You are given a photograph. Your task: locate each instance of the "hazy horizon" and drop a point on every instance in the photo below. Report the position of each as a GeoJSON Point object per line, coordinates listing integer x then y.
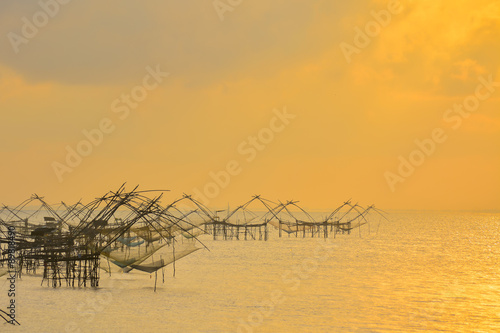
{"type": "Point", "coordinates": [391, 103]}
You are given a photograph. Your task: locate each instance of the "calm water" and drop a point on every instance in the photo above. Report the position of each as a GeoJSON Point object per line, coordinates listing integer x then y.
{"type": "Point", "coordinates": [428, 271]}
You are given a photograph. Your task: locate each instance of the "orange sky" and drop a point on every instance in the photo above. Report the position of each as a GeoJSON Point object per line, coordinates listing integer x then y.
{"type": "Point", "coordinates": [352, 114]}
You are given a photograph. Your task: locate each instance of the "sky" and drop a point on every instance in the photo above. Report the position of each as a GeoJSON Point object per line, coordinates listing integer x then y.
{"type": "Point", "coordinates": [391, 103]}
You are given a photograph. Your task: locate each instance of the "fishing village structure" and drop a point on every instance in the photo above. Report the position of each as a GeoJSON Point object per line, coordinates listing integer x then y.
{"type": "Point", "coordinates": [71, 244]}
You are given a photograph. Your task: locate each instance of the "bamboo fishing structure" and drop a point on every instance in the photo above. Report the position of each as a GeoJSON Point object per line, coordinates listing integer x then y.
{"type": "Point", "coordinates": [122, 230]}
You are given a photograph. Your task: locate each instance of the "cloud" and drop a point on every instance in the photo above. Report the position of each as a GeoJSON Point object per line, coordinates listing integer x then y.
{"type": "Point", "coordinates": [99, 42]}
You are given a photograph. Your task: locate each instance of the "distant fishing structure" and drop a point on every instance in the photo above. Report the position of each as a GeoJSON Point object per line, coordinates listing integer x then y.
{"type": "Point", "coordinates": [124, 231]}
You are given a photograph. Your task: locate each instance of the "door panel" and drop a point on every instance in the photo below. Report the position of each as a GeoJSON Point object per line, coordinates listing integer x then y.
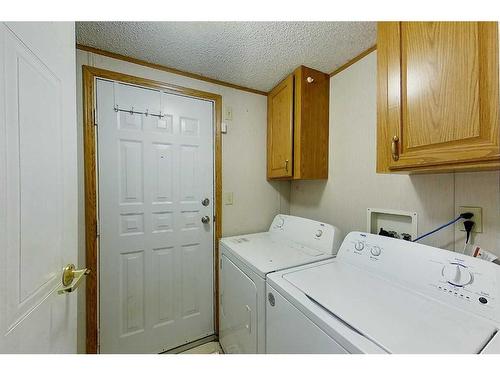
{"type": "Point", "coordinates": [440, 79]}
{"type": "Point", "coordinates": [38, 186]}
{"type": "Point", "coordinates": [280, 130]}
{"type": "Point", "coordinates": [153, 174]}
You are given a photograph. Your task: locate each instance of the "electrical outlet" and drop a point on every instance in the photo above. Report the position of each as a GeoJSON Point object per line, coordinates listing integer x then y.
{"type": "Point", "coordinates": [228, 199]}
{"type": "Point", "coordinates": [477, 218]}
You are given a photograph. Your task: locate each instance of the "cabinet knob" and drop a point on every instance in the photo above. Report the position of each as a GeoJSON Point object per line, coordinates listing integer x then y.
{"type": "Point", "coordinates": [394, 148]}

^^^^

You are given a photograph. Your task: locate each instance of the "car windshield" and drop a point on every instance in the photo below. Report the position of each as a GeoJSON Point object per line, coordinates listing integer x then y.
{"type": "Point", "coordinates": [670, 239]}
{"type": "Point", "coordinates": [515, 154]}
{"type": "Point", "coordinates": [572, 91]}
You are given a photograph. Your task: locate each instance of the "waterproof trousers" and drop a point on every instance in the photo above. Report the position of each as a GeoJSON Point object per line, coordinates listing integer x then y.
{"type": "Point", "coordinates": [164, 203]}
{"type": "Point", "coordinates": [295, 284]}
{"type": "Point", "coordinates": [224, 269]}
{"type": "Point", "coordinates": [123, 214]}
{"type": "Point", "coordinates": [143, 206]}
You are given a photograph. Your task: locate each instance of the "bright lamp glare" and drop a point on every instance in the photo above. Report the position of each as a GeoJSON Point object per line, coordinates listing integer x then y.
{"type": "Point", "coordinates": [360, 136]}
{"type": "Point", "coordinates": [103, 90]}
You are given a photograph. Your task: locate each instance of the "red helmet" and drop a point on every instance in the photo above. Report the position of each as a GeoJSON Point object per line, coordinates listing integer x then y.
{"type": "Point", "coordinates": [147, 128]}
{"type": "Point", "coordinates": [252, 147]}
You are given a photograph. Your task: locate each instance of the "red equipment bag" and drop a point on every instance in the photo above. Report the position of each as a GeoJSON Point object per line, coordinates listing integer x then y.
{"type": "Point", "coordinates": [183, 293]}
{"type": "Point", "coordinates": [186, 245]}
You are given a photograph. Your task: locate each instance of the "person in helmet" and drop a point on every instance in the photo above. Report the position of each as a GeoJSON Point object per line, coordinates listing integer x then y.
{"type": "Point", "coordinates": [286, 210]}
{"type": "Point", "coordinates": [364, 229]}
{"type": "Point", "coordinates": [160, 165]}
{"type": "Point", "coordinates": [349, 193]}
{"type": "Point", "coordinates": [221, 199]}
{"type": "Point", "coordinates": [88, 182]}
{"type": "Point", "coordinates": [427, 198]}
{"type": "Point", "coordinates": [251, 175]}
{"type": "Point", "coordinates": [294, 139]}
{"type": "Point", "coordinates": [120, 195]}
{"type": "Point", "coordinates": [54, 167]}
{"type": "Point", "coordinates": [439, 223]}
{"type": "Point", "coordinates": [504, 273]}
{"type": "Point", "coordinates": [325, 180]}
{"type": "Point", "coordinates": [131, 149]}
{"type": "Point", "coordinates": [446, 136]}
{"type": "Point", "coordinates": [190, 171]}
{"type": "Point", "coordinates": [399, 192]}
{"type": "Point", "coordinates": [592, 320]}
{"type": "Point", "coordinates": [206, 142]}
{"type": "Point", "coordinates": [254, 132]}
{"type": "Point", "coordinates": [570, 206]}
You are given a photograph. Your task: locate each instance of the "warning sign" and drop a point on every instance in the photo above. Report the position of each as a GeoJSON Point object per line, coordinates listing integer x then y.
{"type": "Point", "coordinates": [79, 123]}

^^^^

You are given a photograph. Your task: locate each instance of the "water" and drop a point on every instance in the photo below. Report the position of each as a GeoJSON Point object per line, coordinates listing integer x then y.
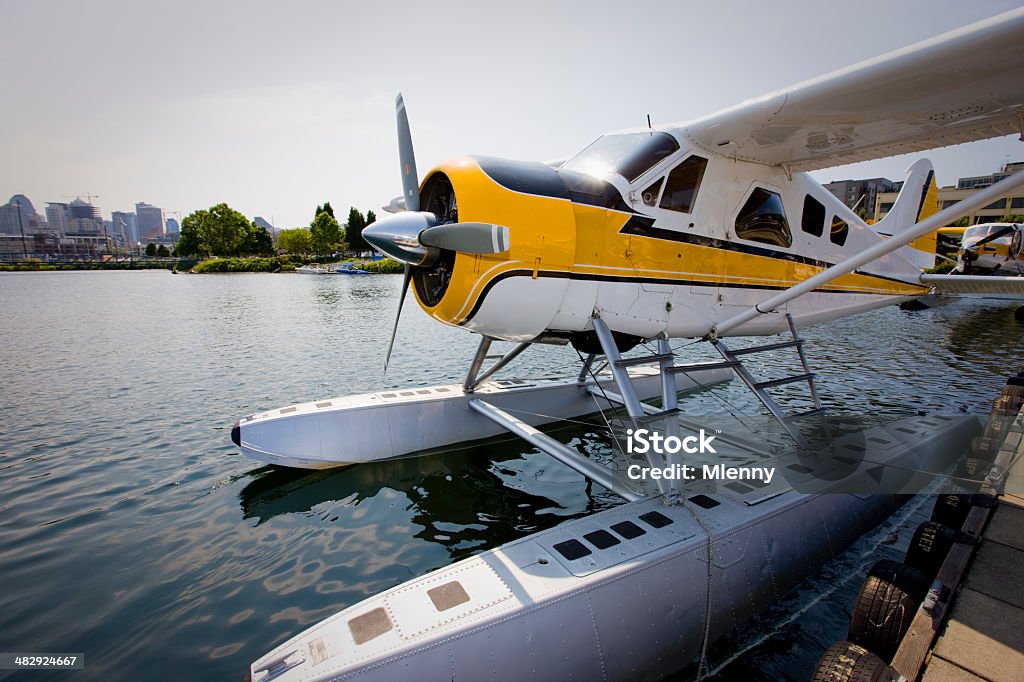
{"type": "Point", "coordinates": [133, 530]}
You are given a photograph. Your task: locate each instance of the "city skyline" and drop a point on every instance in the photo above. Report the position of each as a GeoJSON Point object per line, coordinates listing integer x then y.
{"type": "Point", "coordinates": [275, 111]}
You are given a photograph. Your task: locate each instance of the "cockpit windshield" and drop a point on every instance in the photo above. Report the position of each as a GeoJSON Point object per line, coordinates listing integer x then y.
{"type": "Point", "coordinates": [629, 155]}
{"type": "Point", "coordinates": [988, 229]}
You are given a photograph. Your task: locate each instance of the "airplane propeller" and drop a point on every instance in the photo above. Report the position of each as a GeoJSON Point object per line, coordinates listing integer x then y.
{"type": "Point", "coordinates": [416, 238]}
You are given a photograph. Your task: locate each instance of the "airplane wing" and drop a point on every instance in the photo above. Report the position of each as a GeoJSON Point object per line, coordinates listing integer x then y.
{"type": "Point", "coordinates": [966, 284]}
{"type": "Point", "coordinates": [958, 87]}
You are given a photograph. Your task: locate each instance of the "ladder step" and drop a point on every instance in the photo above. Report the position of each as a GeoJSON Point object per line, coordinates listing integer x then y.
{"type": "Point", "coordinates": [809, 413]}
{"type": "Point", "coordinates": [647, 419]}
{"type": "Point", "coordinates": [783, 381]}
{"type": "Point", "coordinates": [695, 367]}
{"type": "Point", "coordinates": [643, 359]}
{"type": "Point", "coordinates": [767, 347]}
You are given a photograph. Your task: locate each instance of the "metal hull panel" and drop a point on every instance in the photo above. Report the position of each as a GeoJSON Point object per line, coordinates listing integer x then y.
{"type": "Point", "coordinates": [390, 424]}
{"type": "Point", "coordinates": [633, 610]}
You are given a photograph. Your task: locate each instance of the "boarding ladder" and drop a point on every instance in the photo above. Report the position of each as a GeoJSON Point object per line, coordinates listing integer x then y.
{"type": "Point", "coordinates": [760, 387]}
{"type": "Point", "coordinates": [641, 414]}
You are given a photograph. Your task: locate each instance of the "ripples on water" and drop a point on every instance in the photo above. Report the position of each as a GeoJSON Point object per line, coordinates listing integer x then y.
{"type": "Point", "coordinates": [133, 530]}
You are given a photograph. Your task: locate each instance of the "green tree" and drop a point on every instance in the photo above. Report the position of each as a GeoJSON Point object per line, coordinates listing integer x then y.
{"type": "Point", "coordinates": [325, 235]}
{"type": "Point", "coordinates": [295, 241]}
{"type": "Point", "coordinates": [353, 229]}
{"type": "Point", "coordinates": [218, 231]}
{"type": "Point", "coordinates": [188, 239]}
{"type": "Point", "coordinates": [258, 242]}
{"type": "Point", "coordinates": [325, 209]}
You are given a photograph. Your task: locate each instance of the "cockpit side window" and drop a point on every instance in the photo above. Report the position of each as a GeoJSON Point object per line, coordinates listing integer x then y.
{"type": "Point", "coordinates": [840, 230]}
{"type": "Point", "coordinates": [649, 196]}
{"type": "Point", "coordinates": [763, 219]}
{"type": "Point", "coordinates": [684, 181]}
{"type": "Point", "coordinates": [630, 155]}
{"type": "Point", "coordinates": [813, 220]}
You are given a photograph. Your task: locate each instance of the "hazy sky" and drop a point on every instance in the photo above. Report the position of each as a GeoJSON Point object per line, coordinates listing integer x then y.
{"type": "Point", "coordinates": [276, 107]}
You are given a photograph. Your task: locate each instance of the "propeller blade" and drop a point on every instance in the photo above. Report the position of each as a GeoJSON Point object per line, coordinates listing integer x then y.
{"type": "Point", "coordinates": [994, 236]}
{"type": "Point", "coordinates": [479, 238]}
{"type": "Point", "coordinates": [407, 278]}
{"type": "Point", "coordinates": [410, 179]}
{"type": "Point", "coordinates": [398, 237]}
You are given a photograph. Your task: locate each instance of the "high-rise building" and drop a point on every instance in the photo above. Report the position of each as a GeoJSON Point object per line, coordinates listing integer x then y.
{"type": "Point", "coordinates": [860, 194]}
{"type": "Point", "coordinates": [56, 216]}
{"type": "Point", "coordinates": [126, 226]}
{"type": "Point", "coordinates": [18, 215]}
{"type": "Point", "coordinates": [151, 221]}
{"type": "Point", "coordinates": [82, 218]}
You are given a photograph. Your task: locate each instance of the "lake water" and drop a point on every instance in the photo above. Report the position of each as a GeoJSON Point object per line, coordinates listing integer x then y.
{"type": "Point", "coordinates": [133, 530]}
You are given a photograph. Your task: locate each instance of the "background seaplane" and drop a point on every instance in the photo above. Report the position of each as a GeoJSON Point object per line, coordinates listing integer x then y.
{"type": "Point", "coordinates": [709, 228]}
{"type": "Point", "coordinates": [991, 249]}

^^^^

- [Stated task]: Report each line of the listing above that contains the word "cockpit", copying every such line in full.

- [Output for this task]:
You are given a photograph. Your task: locate each instance of the "cockpit windshield" and drop a point on every instance in the photo above. Report the position of each as a GeoJSON Point object per line, coordinates listing integer x then y.
You are given a photograph. Your task: locate each instance of the "cockpit side window" and drop a point on every instance in the photo above. Report the position of each as a GeoJSON Point object per line, coordinates listing integer x then y.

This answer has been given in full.